Source data:

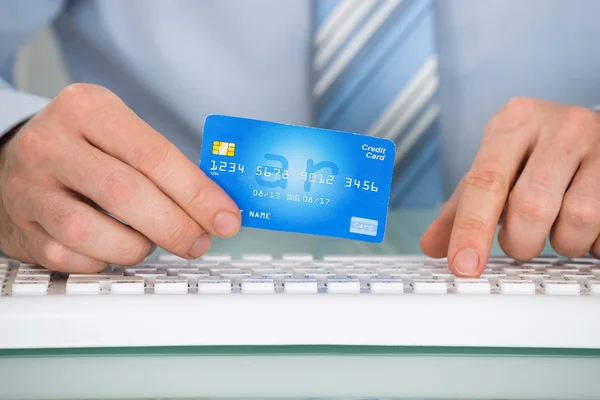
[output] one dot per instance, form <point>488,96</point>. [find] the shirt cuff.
<point>16,107</point>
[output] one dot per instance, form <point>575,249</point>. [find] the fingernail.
<point>226,224</point>
<point>200,246</point>
<point>466,261</point>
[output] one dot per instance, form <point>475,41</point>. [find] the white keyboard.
<point>297,300</point>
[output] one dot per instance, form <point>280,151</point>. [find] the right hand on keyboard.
<point>86,152</point>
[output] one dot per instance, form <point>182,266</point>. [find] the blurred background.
<point>39,67</point>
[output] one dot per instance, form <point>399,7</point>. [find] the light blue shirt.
<point>174,62</point>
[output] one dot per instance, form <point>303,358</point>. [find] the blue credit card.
<point>301,179</point>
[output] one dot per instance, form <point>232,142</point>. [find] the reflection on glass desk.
<point>304,372</point>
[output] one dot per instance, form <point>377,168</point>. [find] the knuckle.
<point>566,248</point>
<point>75,94</point>
<point>180,237</point>
<point>33,143</point>
<point>81,97</point>
<point>13,189</point>
<point>516,112</point>
<point>580,211</point>
<point>532,204</point>
<point>53,255</point>
<point>177,236</point>
<point>150,159</point>
<point>76,227</point>
<point>93,267</point>
<point>487,178</point>
<point>579,119</point>
<point>195,196</point>
<point>131,252</point>
<point>117,188</point>
<point>471,223</point>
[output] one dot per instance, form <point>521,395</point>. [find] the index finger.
<point>484,192</point>
<point>126,137</point>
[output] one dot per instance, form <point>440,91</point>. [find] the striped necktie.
<point>375,73</point>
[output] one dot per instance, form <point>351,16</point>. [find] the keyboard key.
<point>245,264</point>
<point>127,285</point>
<point>579,276</point>
<point>285,264</point>
<point>319,274</point>
<point>263,268</point>
<point>561,287</point>
<point>300,285</point>
<point>537,276</point>
<point>216,257</point>
<point>386,286</point>
<point>37,278</point>
<point>472,286</point>
<point>518,269</point>
<point>442,274</point>
<point>545,259</point>
<point>257,257</point>
<point>429,286</point>
<point>343,285</point>
<point>362,275</point>
<point>516,286</point>
<point>407,277</point>
<point>299,257</point>
<point>386,271</point>
<point>34,273</point>
<point>493,275</point>
<point>29,286</point>
<point>593,286</point>
<point>174,270</point>
<point>584,260</point>
<point>171,285</point>
<point>277,274</point>
<point>192,276</point>
<point>171,258</point>
<point>150,276</point>
<point>214,285</point>
<point>258,285</point>
<point>235,275</point>
<point>366,265</point>
<point>78,286</point>
<point>560,269</point>
<point>130,271</point>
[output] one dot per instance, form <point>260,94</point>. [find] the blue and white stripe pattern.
<point>376,73</point>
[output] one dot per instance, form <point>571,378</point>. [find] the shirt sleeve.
<point>16,106</point>
<point>19,21</point>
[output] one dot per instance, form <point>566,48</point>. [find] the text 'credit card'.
<point>301,179</point>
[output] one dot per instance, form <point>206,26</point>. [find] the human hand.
<point>537,172</point>
<point>86,150</point>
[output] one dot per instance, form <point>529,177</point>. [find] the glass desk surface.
<point>304,372</point>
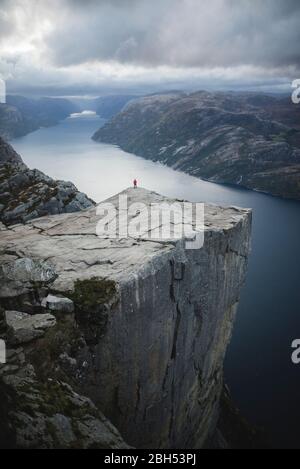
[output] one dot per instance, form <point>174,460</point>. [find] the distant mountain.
<point>247,139</point>
<point>105,106</point>
<point>108,106</point>
<point>27,194</point>
<point>21,115</point>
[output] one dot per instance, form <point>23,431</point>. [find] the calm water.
<point>258,369</point>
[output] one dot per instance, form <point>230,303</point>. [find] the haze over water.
<point>258,367</point>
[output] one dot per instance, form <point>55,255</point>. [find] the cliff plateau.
<point>133,329</point>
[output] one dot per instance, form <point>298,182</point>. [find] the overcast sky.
<point>98,46</point>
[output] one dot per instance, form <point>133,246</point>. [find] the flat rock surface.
<point>70,244</point>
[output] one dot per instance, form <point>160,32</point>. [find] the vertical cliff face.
<point>152,318</point>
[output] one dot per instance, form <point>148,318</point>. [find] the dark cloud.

Task description:
Except for the pictures, print the data above exactly.

Result of the task:
[output] one dot per instance, form <point>488,96</point>. [find] the shirt cuff.
<point>16,107</point>
[output] one dot per instance, form <point>575,249</point>. [find] the fingernail.
<point>226,224</point>
<point>200,246</point>
<point>466,261</point>
[output] one dot per instance, form <point>475,41</point>. [find] the white keyboard.
<point>297,300</point>
[output] one dot per instance, form <point>280,151</point>. [find] the right hand on keyboard.
<point>86,152</point>
[output] one dot per instance, form <point>182,266</point>. [find] the blurred background.
<point>39,67</point>
[output] one dot per instance, form <point>399,7</point>. [find] the light blue shirt.
<point>174,62</point>
[output] one dot per instance, form <point>303,358</point>. [find] the blue credit card.
<point>301,179</point>
[output] one dot per instance, form <point>232,142</point>. [find] the reflection on glass desk.
<point>304,372</point>
[output] one dot per instance, form <point>377,168</point>. [find] the knuckle.
<point>566,248</point>
<point>75,94</point>
<point>180,237</point>
<point>33,143</point>
<point>81,97</point>
<point>13,189</point>
<point>516,112</point>
<point>580,211</point>
<point>532,204</point>
<point>53,255</point>
<point>177,236</point>
<point>150,159</point>
<point>76,227</point>
<point>93,267</point>
<point>487,178</point>
<point>579,119</point>
<point>195,196</point>
<point>131,252</point>
<point>117,188</point>
<point>471,223</point>
[output] one dot per instance, form <point>521,395</point>. [find] the index finger.
<point>484,192</point>
<point>126,137</point>
[output] one dot per instance, form <point>440,91</point>. [find] the striped necktie.
<point>375,73</point>
[output] one dot per instance, form <point>351,16</point>. [find] the keyboard key.
<point>245,264</point>
<point>127,285</point>
<point>579,276</point>
<point>285,264</point>
<point>319,274</point>
<point>263,268</point>
<point>561,287</point>
<point>300,285</point>
<point>537,276</point>
<point>216,257</point>
<point>386,286</point>
<point>37,278</point>
<point>472,286</point>
<point>518,269</point>
<point>442,274</point>
<point>545,259</point>
<point>257,257</point>
<point>429,286</point>
<point>343,285</point>
<point>362,275</point>
<point>516,286</point>
<point>407,277</point>
<point>299,257</point>
<point>386,271</point>
<point>34,273</point>
<point>493,275</point>
<point>29,286</point>
<point>593,286</point>
<point>174,270</point>
<point>584,260</point>
<point>171,285</point>
<point>277,274</point>
<point>192,276</point>
<point>171,258</point>
<point>150,276</point>
<point>214,285</point>
<point>258,285</point>
<point>235,275</point>
<point>366,265</point>
<point>78,286</point>
<point>560,269</point>
<point>130,271</point>
[output] one dot per instance, form <point>260,94</point>. [find] the blue and white stripe pattern.
<point>376,73</point>
[output] one dot per instance, form <point>571,378</point>. [find] the shirt sleeve.
<point>16,106</point>
<point>19,21</point>
[output] one dot per instance, form <point>566,48</point>. [find] the text 'credit card'.
<point>301,179</point>
[output] one dot per instance, form <point>206,26</point>. [find] the human hand.
<point>537,172</point>
<point>86,150</point>
[output] one dot per instance, form <point>529,177</point>. [find] the glass desk surface.
<point>304,372</point>
[output] one dot per instance, form <point>174,460</point>. [find] the distant mountain.
<point>247,139</point>
<point>105,106</point>
<point>108,106</point>
<point>27,194</point>
<point>21,115</point>
[output] one dot per instance, form <point>23,431</point>. [find] the calm water.
<point>258,369</point>
[output] one dot per instance, form <point>230,303</point>. [find] the haze over water.
<point>258,367</point>
[output] one dot per instance, form <point>55,255</point>. [find] the cliff plateau.
<point>133,329</point>
[output] one dot per instance, form <point>298,182</point>. [find] the overcast sky.
<point>98,46</point>
[output] one dot per instance, form <point>133,246</point>. [find] the flat rock surface.
<point>70,244</point>
[output] one dot per instance, form <point>160,32</point>. [find] the vertical cliff face.
<point>152,318</point>
[output] one dot per instance, form <point>148,318</point>. [find] the dark cloud.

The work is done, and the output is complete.